*Your objective*: In the entries that follow, find the line containing "Query: bare earth"; from there, copy every line exactly through the line containing "[[109, 85]]".

*Records provided*:
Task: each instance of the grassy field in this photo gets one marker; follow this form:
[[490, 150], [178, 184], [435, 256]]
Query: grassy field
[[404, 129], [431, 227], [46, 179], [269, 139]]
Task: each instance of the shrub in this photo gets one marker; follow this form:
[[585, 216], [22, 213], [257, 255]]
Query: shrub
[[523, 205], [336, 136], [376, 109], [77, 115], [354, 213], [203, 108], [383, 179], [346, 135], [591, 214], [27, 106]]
---
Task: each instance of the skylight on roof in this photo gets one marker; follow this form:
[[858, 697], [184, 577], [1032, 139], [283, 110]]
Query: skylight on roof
---
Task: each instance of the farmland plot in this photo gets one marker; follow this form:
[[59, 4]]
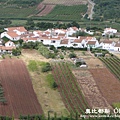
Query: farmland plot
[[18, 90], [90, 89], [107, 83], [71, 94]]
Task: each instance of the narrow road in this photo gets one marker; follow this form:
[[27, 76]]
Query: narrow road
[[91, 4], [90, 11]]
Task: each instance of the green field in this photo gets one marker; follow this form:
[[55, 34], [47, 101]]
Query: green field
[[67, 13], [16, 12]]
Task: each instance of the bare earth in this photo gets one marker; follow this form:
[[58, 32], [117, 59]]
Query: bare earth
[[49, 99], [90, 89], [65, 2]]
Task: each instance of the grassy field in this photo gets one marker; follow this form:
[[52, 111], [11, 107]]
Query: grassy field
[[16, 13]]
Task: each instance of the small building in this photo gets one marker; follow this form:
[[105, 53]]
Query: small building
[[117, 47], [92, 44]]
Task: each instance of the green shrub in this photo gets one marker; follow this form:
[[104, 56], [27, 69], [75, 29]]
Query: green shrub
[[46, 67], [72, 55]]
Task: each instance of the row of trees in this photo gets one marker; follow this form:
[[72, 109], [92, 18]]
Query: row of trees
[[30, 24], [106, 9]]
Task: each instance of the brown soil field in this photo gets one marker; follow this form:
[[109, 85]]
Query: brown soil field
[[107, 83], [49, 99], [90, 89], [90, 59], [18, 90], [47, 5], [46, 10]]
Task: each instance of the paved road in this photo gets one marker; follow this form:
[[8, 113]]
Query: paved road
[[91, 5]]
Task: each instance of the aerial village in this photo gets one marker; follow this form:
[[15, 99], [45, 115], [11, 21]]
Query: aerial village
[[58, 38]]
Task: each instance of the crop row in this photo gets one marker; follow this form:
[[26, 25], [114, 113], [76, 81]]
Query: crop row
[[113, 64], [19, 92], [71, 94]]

*Answer for this exercise*:
Query: bare earth
[[49, 99], [90, 89], [65, 2]]
Task: each instance of the grassy field in this photo gets one marker; follow this form:
[[52, 111], [11, 107]]
Query: grassy field
[[16, 13]]
Task: each instance of the small building in this photo gets one marker; follow this form:
[[105, 53]]
Query: small building
[[117, 47], [92, 44]]
Task: each instance of the green shrub in this photo gets one marker; follow this form:
[[104, 56], [27, 69], [75, 29]]
Query: green shrub
[[46, 67], [72, 55]]
Task: each instance of the row of trees in this photo gets one marker; follow this form:
[[72, 109], [92, 18]]
Query: row of trees
[[30, 24], [106, 9]]
Task: each instance of the brown soil field in this photo gets one marker; follow this form:
[[109, 85]]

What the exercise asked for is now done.